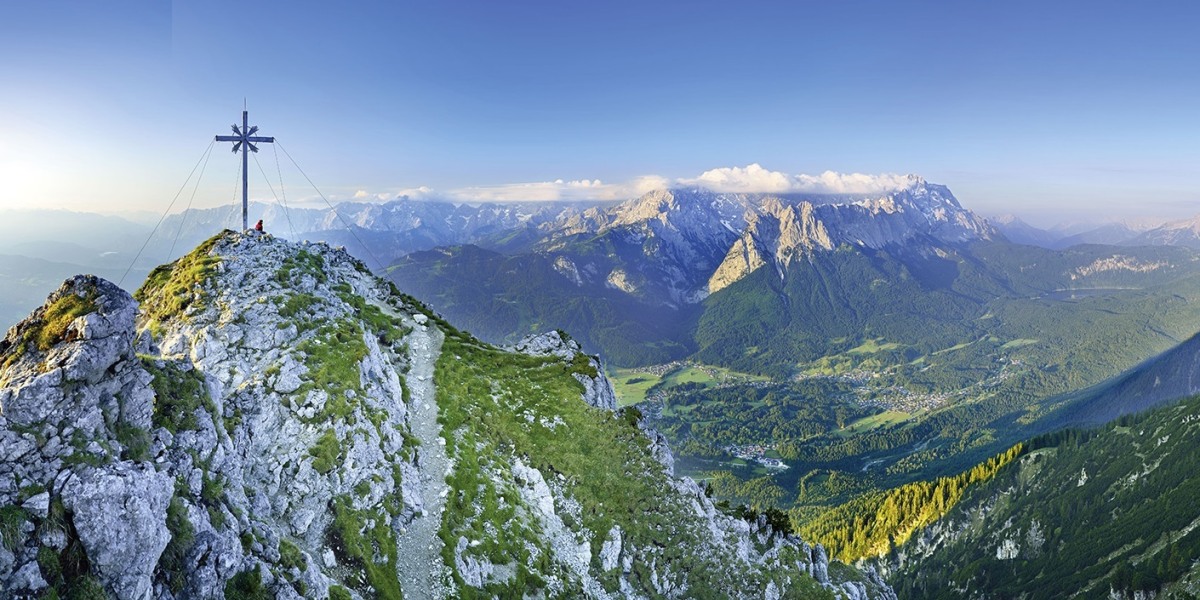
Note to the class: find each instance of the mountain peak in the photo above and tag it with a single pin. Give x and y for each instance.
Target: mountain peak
(275, 420)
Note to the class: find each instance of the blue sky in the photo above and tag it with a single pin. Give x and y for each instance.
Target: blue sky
(1053, 111)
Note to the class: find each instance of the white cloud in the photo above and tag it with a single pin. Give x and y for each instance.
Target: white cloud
(852, 183)
(754, 178)
(561, 190)
(749, 179)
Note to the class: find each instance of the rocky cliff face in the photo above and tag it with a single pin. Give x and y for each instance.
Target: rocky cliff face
(268, 418)
(687, 244)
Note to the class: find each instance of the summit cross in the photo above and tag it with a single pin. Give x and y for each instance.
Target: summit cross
(244, 141)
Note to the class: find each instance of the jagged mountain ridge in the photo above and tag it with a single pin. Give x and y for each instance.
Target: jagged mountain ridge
(389, 229)
(268, 420)
(682, 245)
(1176, 233)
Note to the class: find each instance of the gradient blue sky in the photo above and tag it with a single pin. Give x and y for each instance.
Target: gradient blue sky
(1051, 111)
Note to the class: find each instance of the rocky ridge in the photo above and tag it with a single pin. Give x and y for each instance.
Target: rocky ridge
(687, 244)
(261, 420)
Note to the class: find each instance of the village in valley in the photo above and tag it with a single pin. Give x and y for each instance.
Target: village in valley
(756, 453)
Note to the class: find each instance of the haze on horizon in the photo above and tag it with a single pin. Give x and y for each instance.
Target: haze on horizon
(1050, 112)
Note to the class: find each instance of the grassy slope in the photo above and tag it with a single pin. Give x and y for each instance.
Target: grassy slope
(497, 406)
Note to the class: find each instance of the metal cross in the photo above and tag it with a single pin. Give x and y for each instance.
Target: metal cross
(245, 141)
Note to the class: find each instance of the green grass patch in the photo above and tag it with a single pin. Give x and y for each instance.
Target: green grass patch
(246, 586)
(871, 423)
(183, 535)
(179, 391)
(291, 556)
(169, 289)
(359, 545)
(333, 357)
(11, 519)
(631, 384)
(874, 347)
(60, 315)
(328, 453)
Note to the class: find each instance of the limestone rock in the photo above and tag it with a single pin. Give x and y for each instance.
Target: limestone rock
(120, 514)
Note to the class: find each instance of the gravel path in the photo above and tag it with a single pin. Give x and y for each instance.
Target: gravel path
(423, 574)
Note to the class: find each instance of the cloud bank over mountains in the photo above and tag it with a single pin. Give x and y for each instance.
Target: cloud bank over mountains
(750, 179)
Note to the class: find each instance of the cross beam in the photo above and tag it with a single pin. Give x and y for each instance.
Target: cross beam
(245, 141)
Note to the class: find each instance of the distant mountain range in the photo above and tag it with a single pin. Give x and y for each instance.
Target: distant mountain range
(1175, 233)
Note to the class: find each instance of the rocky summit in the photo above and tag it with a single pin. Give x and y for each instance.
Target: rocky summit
(267, 419)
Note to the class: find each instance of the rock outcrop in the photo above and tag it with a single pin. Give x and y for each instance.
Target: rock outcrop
(274, 420)
(598, 390)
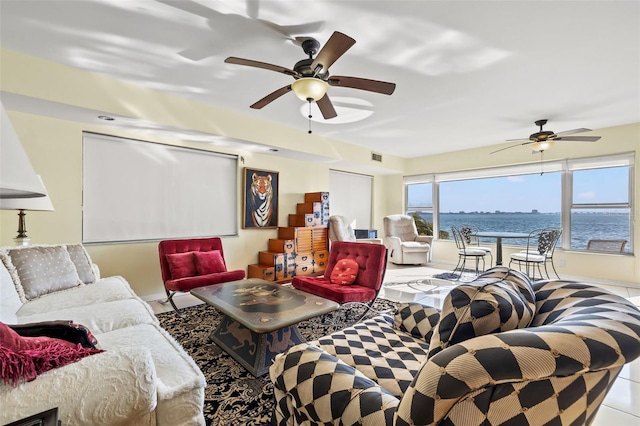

****************************************

• _Task item_
Exactly and only the lines from the top of the records down to the line containing "Note to the class: find each instance of the rocky cliff" should be transcribed, please, without the pictures.

• _Response to the task_
Note to the class: find each instance of the mountain peak in the photo above and tag it with a single pin. Give x and y for each instance.
Target: mountain peak
(275, 420)
Note to the class: find each instance of the blue sky in the photo above and tag it with a single pin. Give x and y for each instance.
Target: blue sky
(1053, 111)
Note to the class: find each instance of the white cloud in the photo above and tag it with a single pin. Give x and y for each instance.
Target: white cloud
(852, 183)
(754, 178)
(561, 190)
(749, 179)
Note to the class: find each instance of the rocky cliff face in the photo above and tag it with a single pin. Give x and y for each instance.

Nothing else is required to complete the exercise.